▶ **EXERCISE REQUIREMENTS**
Having located the line with "of the laptop", print it and each remaining line exactly, stopping at the end of the material and omitting pictures.

──────────

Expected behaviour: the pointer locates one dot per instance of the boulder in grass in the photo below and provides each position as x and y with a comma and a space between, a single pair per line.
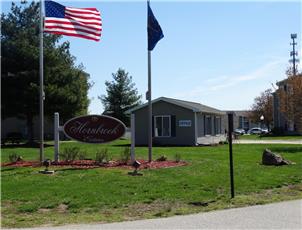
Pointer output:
270, 158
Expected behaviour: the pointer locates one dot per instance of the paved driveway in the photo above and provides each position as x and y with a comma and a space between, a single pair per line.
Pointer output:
284, 215
294, 142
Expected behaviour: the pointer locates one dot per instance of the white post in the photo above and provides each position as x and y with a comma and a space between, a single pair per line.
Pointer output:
132, 137
56, 137
42, 96
149, 109
196, 128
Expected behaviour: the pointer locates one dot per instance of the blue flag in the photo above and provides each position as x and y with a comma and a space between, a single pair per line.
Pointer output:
154, 31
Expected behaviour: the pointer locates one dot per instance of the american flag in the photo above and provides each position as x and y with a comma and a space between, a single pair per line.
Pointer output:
78, 22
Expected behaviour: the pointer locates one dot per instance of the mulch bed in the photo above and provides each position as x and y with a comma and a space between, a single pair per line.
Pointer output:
86, 164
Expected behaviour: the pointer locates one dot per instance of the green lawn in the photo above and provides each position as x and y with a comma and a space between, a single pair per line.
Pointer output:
106, 195
258, 137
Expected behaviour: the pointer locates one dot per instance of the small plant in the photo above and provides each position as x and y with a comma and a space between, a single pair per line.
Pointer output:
82, 156
125, 155
13, 158
177, 157
70, 153
162, 158
102, 156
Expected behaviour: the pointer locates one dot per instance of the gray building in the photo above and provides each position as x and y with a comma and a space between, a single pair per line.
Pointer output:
178, 122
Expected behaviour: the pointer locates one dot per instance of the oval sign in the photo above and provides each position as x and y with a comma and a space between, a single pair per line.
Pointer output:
94, 128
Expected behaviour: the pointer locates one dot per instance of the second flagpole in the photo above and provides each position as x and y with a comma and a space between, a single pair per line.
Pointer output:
41, 86
149, 109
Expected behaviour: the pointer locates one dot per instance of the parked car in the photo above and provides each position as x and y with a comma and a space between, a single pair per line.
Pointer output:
255, 131
265, 131
239, 131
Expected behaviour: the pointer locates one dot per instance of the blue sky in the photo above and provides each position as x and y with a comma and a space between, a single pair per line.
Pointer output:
222, 54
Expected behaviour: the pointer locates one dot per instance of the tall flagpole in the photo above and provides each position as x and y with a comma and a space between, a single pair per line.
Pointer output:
41, 86
149, 97
149, 108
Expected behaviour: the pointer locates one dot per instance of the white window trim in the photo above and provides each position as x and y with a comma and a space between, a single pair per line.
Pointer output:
218, 130
208, 116
162, 116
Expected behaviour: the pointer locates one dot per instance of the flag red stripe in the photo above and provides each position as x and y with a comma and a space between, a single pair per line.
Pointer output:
73, 29
73, 35
78, 10
72, 21
69, 25
67, 15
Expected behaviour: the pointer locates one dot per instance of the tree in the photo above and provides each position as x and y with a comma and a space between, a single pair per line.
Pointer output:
66, 85
263, 106
121, 96
290, 98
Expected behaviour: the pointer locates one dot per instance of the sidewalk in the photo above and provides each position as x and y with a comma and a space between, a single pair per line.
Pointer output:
284, 215
294, 142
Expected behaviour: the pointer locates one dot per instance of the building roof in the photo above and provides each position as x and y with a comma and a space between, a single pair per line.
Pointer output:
194, 106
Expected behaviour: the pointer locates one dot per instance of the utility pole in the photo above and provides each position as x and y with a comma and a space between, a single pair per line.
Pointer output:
294, 53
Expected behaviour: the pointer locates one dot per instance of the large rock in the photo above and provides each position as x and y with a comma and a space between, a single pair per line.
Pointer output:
270, 158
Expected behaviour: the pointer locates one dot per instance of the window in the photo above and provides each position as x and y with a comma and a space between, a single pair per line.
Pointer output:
162, 127
208, 125
217, 125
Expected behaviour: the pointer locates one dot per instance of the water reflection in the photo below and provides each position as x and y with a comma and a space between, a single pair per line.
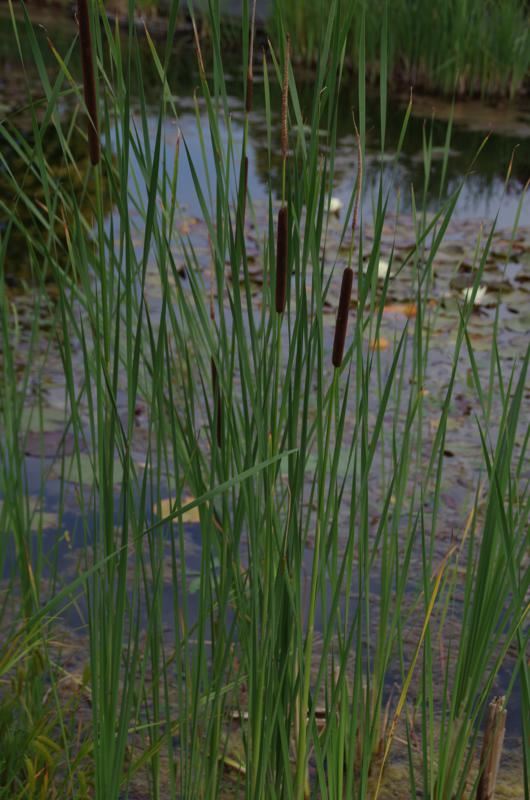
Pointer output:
483, 195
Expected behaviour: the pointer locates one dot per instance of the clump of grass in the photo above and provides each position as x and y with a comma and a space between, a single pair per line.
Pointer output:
293, 618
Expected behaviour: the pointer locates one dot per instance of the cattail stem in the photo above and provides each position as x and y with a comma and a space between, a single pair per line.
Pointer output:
282, 259
218, 408
341, 326
89, 80
285, 100
490, 755
250, 71
245, 189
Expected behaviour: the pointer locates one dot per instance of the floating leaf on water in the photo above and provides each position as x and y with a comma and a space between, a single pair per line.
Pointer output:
408, 310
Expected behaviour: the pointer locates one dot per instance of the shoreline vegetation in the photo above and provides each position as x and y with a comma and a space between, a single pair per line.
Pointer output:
480, 51
281, 503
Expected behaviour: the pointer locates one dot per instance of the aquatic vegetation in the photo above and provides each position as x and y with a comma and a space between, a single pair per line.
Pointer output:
292, 489
475, 48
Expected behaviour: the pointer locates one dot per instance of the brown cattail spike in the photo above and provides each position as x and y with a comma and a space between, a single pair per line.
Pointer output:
281, 259
89, 80
245, 188
218, 409
341, 326
285, 99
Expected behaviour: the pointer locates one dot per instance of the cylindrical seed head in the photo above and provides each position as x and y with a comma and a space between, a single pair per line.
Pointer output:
341, 326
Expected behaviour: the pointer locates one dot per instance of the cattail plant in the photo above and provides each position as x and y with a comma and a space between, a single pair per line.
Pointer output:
281, 259
89, 80
217, 404
249, 95
341, 325
282, 252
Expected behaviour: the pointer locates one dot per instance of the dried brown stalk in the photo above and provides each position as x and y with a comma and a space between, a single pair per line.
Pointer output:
490, 755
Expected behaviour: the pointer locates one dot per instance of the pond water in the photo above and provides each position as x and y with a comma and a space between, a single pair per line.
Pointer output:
486, 195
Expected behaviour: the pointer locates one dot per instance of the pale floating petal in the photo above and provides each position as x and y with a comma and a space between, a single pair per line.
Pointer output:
479, 297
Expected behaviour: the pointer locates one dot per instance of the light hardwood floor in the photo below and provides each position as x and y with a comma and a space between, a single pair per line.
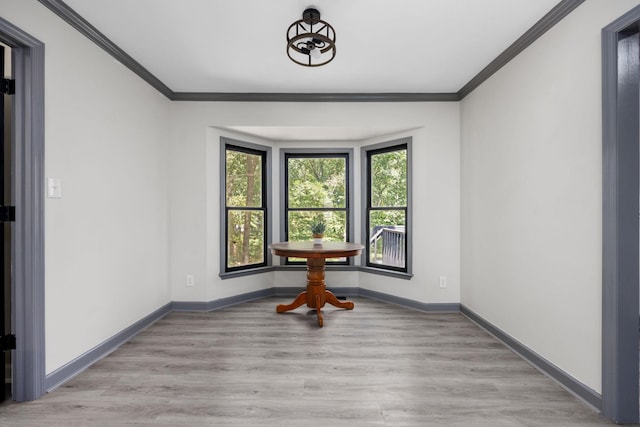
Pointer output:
378, 365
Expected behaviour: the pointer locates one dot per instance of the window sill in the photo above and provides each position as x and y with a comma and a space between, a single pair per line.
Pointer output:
247, 272
370, 270
390, 273
326, 268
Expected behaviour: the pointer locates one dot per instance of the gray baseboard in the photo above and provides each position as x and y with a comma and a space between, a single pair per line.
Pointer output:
564, 379
222, 302
405, 302
79, 364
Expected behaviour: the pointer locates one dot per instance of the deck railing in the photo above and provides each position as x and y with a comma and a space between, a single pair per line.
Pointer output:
391, 251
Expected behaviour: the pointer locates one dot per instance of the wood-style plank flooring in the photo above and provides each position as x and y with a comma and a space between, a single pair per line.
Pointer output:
378, 365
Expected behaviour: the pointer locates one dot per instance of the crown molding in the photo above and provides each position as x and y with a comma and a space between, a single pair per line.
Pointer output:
554, 16
314, 97
69, 15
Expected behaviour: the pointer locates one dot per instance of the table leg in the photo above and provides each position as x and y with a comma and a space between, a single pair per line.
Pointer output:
300, 299
331, 299
316, 294
318, 311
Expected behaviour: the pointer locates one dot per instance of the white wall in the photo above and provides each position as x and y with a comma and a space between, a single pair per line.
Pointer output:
106, 239
532, 194
195, 194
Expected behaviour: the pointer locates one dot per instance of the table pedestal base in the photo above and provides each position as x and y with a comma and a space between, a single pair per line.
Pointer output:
316, 294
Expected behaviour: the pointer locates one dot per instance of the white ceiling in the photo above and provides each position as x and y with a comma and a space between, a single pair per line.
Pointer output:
383, 46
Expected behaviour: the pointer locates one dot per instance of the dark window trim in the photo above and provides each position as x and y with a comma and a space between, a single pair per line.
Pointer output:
265, 152
285, 154
365, 156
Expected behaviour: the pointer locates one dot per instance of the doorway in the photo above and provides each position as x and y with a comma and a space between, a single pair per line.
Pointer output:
27, 193
620, 226
7, 340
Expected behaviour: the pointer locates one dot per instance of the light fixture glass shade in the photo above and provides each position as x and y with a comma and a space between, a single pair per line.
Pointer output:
311, 41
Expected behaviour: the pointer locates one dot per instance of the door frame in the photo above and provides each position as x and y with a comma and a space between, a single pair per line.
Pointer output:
27, 249
620, 194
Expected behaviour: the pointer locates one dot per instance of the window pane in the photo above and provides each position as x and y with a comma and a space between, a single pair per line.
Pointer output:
318, 182
387, 237
389, 179
245, 238
244, 179
300, 225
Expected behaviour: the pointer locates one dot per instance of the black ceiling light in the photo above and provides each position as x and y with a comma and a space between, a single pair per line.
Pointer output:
311, 41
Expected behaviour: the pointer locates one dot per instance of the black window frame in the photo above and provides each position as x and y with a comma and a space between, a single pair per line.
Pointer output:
265, 155
366, 156
347, 154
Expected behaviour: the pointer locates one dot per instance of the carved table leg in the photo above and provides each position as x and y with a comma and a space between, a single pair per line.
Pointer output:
300, 299
316, 294
331, 299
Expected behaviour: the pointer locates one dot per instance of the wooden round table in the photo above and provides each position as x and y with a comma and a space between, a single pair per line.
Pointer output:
316, 294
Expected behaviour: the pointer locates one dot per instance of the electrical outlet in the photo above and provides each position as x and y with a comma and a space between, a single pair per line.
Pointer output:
443, 282
190, 280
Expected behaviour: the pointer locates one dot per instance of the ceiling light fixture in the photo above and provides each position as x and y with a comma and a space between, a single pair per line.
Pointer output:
311, 41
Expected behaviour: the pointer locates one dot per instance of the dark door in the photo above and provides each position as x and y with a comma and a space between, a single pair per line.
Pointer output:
7, 340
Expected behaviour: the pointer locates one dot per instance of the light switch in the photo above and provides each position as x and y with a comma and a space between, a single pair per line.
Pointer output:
54, 188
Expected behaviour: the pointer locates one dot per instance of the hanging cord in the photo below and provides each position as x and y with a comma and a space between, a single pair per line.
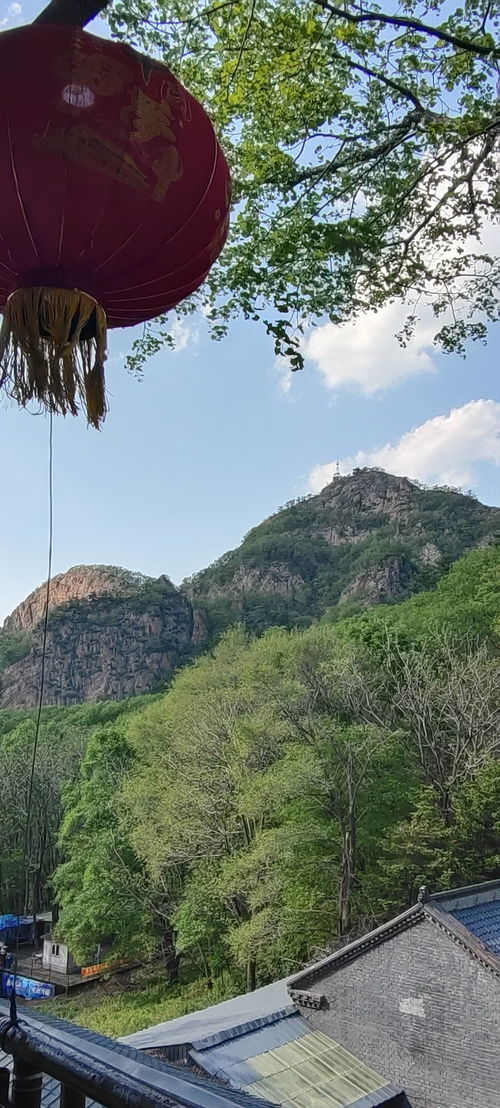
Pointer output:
26, 853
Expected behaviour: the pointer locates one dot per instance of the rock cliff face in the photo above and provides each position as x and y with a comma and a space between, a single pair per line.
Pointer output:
82, 582
367, 539
111, 634
387, 583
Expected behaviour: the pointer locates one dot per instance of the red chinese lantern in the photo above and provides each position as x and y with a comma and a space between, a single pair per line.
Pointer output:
113, 206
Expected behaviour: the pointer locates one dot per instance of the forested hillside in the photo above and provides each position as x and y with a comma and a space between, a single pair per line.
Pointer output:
286, 792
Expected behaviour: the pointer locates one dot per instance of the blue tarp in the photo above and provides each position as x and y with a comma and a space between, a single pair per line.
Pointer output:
9, 926
26, 986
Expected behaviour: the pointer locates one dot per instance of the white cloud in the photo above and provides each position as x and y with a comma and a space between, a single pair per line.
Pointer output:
366, 355
12, 16
184, 331
444, 450
285, 377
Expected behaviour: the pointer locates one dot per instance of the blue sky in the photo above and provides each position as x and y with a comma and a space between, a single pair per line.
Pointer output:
215, 437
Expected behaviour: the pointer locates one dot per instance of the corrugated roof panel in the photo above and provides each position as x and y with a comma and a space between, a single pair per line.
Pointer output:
306, 1070
483, 921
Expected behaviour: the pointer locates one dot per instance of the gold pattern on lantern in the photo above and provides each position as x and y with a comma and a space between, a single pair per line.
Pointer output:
88, 147
98, 72
151, 119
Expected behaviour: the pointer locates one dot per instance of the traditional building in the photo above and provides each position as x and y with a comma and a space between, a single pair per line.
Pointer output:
258, 1044
419, 998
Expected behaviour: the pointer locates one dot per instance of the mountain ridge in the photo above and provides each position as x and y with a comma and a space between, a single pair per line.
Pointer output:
366, 539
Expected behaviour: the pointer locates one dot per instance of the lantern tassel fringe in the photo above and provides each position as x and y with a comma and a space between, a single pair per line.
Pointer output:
52, 350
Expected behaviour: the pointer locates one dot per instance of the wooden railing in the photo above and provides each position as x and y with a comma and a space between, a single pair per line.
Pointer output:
85, 1069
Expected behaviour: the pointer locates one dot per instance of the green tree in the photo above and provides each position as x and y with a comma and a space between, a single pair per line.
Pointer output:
363, 145
100, 886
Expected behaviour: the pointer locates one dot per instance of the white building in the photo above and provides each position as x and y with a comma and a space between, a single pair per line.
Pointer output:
58, 956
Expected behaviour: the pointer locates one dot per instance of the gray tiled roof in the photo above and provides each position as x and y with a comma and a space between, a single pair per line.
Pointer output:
187, 1087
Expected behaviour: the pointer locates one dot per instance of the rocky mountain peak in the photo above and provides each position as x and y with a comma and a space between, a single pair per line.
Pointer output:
80, 583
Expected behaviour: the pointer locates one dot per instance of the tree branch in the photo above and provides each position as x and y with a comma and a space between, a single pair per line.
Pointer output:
411, 24
71, 12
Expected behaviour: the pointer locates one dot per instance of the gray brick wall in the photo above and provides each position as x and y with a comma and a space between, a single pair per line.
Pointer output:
424, 1014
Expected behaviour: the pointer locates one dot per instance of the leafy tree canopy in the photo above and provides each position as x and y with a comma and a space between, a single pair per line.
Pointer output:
363, 144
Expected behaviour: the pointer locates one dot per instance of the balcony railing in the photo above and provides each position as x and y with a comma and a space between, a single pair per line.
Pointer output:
93, 1068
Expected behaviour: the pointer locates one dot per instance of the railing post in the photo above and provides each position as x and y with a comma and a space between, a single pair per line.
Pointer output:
27, 1085
71, 1098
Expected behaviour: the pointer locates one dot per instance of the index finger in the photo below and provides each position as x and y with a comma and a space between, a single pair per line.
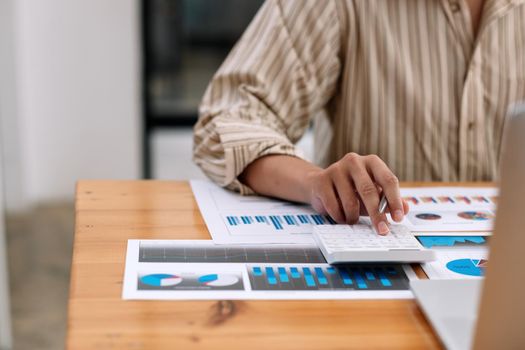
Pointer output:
390, 186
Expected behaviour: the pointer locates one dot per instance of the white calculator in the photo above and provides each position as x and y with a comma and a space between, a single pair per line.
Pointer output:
360, 243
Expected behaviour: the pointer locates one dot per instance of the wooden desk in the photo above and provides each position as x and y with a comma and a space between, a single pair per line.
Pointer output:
108, 213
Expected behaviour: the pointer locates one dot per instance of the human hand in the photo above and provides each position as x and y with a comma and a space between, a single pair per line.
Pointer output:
353, 186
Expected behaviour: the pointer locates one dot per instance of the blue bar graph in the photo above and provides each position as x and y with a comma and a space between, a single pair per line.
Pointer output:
294, 271
276, 223
384, 280
320, 276
283, 276
310, 282
279, 222
307, 277
271, 276
369, 275
345, 276
359, 279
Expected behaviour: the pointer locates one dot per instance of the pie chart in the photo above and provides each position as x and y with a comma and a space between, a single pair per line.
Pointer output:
468, 267
218, 280
161, 280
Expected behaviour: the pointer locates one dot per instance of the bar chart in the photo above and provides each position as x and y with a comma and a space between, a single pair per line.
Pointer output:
325, 277
207, 252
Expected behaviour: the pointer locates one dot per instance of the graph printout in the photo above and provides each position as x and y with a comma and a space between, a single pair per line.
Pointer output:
235, 219
196, 270
458, 257
450, 209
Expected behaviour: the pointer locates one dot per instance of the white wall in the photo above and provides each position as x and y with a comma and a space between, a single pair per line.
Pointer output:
5, 308
77, 96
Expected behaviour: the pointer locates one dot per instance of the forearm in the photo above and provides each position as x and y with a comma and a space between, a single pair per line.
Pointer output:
280, 176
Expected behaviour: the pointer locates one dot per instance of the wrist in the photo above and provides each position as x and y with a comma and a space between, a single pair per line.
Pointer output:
308, 181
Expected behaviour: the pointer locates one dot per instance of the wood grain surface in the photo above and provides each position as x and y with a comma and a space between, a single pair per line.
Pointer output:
108, 213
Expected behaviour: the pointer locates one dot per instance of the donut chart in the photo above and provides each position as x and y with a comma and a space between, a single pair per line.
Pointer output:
468, 267
218, 280
161, 280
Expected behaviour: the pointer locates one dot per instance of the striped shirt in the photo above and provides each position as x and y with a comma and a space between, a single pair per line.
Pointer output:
408, 80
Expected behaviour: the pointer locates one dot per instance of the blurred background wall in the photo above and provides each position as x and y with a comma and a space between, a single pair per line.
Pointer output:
71, 95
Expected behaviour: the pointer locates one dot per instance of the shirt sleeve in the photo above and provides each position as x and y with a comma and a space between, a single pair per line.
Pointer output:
283, 70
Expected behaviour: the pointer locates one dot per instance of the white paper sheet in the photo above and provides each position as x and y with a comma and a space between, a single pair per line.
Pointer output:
463, 257
450, 209
197, 270
235, 219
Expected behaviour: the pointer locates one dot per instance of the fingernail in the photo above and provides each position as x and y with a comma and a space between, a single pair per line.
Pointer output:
398, 215
382, 228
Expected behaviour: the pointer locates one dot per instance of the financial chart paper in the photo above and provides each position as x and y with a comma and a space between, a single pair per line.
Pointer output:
197, 270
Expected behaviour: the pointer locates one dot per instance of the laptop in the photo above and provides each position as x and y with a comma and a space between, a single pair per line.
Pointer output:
489, 313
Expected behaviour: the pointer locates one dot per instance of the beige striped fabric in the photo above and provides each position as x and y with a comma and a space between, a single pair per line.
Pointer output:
407, 80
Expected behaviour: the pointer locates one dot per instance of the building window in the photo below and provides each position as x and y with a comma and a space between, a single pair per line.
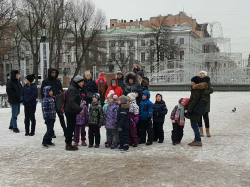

──────────

▶ **COMPLETED EXERCISE**
Expected behaviour: the pointer locates one dot per instance of the laptop in the photo above and provides each position as x and y with a comma and a space between, a single pair per line.
Pointer output:
489, 313
Expected behaviour: the pointer locates one dot per instance of the beige striped fabric in the photo above and provides each position as x and y with a comma and a space between, a single pair per line.
Pointer output:
407, 80
Expected behaviour: the pointer locates one dot per instance of the building window in the photo below and provides each position as x and y with a comma and a space between, a single pair per line.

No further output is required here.